Warming Climate Sets Evolution Within Ice to High





Microbes frozen in ice for eons are evolving as they thaw. 

 

While they pose little threat to humans now, they could force out existing microbial populations, with unknown effects.

 

Don't expect to see strange, cobbled-together creatures like miniscule Frankenstein's monsters climbing out onto a shore near you.


The world's ice sheets, scientists now say, are a gigantic reservoir of microbial life – some of which are relics hundreds of thousands of years old. Most of what has melted out and been identified appears related to common soil and marine bacteria. But scientists see evidence that these bugs are evolving within the ice.

Scientists think it’s unlikely that any off-the-wall organisms will turn up. "I think whatever we've been exposed to at this point won't be terribly different from things that are melting out now," said Scott Rogers, an evolutionary biologist at Bowling Green State University in Ohio. "The chances of something really bizarre coming out now are very, very slim."

Material supplied:

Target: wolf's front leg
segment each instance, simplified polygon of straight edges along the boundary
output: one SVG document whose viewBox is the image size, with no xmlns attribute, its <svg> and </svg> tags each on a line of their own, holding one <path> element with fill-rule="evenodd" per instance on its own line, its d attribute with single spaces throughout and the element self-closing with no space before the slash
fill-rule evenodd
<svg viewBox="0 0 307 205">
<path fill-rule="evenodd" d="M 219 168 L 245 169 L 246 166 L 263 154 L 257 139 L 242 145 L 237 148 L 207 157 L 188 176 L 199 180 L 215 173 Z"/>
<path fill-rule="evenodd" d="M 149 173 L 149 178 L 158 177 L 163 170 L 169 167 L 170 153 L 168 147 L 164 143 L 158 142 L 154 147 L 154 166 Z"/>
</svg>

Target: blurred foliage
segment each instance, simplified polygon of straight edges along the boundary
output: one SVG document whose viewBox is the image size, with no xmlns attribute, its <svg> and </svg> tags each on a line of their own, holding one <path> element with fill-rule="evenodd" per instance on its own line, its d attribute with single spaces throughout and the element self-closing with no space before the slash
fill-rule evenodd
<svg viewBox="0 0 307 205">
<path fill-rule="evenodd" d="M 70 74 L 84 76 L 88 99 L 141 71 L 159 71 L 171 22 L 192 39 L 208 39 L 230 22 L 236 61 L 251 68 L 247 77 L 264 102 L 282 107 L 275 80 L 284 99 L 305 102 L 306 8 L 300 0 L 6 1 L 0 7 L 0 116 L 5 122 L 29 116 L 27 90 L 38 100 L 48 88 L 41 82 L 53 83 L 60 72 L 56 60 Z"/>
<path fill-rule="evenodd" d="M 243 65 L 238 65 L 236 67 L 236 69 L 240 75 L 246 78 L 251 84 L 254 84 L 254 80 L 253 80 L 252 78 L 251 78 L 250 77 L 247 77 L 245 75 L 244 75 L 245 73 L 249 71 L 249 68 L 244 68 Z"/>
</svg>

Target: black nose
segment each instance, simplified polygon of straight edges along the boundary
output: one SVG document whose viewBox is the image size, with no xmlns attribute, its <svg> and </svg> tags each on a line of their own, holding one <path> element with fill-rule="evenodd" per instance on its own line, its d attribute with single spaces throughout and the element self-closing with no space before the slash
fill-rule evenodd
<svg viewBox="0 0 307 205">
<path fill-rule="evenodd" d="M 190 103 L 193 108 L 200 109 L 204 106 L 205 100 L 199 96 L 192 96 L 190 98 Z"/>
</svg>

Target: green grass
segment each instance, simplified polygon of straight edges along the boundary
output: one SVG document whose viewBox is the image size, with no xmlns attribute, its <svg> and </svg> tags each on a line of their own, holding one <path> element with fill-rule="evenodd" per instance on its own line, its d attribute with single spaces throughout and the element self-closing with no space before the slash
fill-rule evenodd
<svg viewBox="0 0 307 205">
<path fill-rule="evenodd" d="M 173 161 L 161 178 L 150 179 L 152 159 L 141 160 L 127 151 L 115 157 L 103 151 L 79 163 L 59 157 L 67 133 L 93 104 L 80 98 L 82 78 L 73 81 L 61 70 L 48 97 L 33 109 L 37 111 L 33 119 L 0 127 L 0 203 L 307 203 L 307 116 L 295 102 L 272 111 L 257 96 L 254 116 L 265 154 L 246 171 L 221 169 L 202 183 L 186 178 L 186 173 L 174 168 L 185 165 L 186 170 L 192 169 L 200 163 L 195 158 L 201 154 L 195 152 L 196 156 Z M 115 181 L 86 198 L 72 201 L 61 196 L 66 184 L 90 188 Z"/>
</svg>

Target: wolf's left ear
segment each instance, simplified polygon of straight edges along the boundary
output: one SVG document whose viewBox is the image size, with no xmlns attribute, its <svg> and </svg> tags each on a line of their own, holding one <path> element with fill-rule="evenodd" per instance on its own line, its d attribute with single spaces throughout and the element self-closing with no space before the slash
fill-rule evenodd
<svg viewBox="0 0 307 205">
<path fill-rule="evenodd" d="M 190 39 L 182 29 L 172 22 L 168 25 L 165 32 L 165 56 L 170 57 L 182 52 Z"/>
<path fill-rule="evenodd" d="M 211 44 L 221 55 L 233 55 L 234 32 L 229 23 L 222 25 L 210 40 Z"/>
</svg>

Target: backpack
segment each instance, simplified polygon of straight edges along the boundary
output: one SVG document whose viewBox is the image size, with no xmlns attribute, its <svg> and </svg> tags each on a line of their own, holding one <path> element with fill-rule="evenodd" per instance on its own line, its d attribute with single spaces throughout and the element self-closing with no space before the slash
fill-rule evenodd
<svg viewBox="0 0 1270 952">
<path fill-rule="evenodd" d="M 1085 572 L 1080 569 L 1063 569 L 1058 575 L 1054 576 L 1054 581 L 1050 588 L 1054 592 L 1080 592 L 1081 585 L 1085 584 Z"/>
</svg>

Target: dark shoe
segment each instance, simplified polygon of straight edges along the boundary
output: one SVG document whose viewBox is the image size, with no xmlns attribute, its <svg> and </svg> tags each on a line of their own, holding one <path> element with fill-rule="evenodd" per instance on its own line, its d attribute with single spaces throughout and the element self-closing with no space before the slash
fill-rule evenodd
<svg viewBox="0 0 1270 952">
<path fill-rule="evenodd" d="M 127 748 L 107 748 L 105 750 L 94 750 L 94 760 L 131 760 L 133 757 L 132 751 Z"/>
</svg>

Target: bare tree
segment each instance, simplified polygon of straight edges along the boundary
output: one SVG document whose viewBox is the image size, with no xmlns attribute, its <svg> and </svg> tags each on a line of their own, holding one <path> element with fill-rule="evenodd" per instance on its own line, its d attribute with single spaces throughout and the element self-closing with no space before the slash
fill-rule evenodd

Apply what you read:
a – Rewrite the ice microbes text from "Don't expect to" on through "within the ice.", with "bacteria" swapped for "microorganisms".
b – According to the ice microbes text, why do scientists think it unlikely that bizarre organisms will emerge from melting ice? Answer in one to three sentences.

Responses for each task:
a –
Don't expect to see strange, cobbled-together creatures like miniscule Frankenstein's monsters climbing out onto a shore near you.


The world's ice sheets, scientists now say, are a gigantic reservoir of microbial life – some of which are relics hundreds of thousands of years old. Most of what has melted out and been identified appears related to common soil and marine microorganisms. But scientists see evidence that these bugs are evolving within the ice.

b – Scott Rogers says that whatever people have already been exposed to won't be terribly different from what is melting out now. So the chances of something really bizarre coming out are very slim.